*FRAGMENTO*.

Sin embargo, las FARC están siendo demandados por varias mujeres (por ejemplo, la Corporación Rosa Blanca) de haber cometido violencia sexual tanto dentro de las filas de las FARC como en las comunidades. ¿Cómo se trataron estos casos dentro de las FARC?

Edith: Como yo personalmente no experimenté nada de esto y no he oído hablar de ello, dudo mucho que estas acusaciones sean ciertas. Yo creo que esas mujeres que hablan no fueron guerrilleras. Tal vez les pagaron para hacer esas declaraciones, porque yo no lo viví ni he escuchado casos como esos. Si un compañero hubiera hecho eso la pagaría duro. Eso se condenaba. La violencia contra la mujer no se aceptaba ni adentro ni afuera de la guerrilla.

Camila: Para eso son las jurisdicciones especiales dentro del proceso de paz. Espero que en la demanda sean cuidadosas y que sean honestas con lo que dicen. Yo siempre anduve con hombres y a mí nunca me paso nada ni escuche ningún caso de mis compañeras. Es mentira que la violencia contra la mujer fue un lineamiento de nosotrxs. Es posible que haya algunos casos aislados que no conozcamos. Nosotras tampoco podemos decir que no creemos lo que dicen las mujeres, porque sería en contra de nuestra lucha feminista. Y si es así, los compañeros tendrán que responder sobre la jurisdicción. Pero no hay que negar la posibilidad que también puede ser una estrategia de la derecha.

¿Cómo evalúan el proceso de paz por el momento?

Entradas de datos

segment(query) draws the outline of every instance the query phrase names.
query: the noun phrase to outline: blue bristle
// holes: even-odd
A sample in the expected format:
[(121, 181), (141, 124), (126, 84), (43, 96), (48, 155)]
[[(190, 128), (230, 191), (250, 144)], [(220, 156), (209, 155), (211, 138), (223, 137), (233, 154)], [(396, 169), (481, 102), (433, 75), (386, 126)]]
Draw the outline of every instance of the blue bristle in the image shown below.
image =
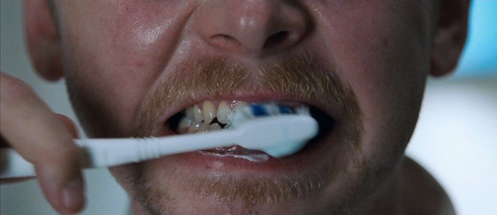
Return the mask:
[(254, 112), (255, 116), (266, 116), (268, 115), (268, 112), (266, 110), (264, 107), (260, 105), (253, 105), (252, 110)]
[(279, 106), (280, 112), (282, 114), (293, 113), (294, 111), (290, 108), (286, 106)]

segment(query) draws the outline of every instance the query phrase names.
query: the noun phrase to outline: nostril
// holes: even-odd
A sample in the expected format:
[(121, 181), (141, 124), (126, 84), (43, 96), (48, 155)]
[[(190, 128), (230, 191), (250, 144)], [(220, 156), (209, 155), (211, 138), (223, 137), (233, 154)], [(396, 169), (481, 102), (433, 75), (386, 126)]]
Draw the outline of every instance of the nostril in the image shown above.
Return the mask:
[(287, 31), (282, 31), (273, 34), (266, 40), (263, 48), (270, 48), (283, 43), (285, 40), (287, 39), (289, 34), (289, 32)]
[(210, 37), (210, 40), (214, 44), (220, 47), (237, 47), (240, 46), (240, 43), (236, 40), (236, 38), (227, 34), (216, 34)]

*CONSIGNA 1*.
Responde estas preguntas sobre la entrevista acerca de las FARC:
(a) ¿Qué organización se cita como ejemplo de las mujeres que demandan a las FARC?
(b) Según Edith, ¿qué le habría pasado a un compañero que hubiera cometido ese tipo de violencia?
(c) Según Camila, ¿por qué ellas no pueden decir que no creen lo que dicen las mujeres?
*CONSIGNA 2*. Escribe la continuación de la entrevista sobre las FARC a partir de su última pregunta.

*RESPUESTA 1*.
(a) La Corporación Rosa Blanca.
(b) La habría pagado duro, porque eso se condenaba.
(c) Porque iría en contra de su lucha feminista.

*RESPUESTA 2*.
Edith: Desde muchos años atrás las FARC querían hacer política. No cogimos un fusil porque queríamos. Nos obligaron a defendernos y a defender al pueblo. Digamos que el proceso de ahora no era lo que nos esperábamos. Nosotrxs esperábamos que la vida, después del proceso, fuera otra. Ahora vivimos asesinatos a lideresas y líderes sociales de los indígenas y de los afrocolombianxs, a excombatientes y hay más temor en el pueblo y en las ciudades (véase LN 547). Ellos dijeron que los terroristas éramos nosotrxs, pero ahora la violencia aumentó en Colombia. Un trabajo de nuestros líderes políticos del partido de las FARC es que nos escuchen. Mucha gente joven de las FARC necesita empleo. Hay personas que no tienen donde vivir. Y el culpable es el gobierno. El Estado piensa que las FARC dejaron las armas y ya, eso es paz. Pero eso no es paz. Nosotrxs queremos vivienda, educación y una vida digna que respete el derecho de la vida. ¡Eso es paz!

Camila: El pueblo colombiano está cansado de ver gente asesinada en diferentes lugares todos los días. Y el gobierno no nos entiende. No hicimos un acuerdo de paz para las FARC, hicimos un acuerdo de paz para la población colombiana. Y hasta el momento no hemos logrado tener el derecho por las tierras, y esa era la lucha fundamental de las FARC. Así como no podíamos seguir permitiendo que la compra de nuestras armas fueran una forma de sostener el capitalismo.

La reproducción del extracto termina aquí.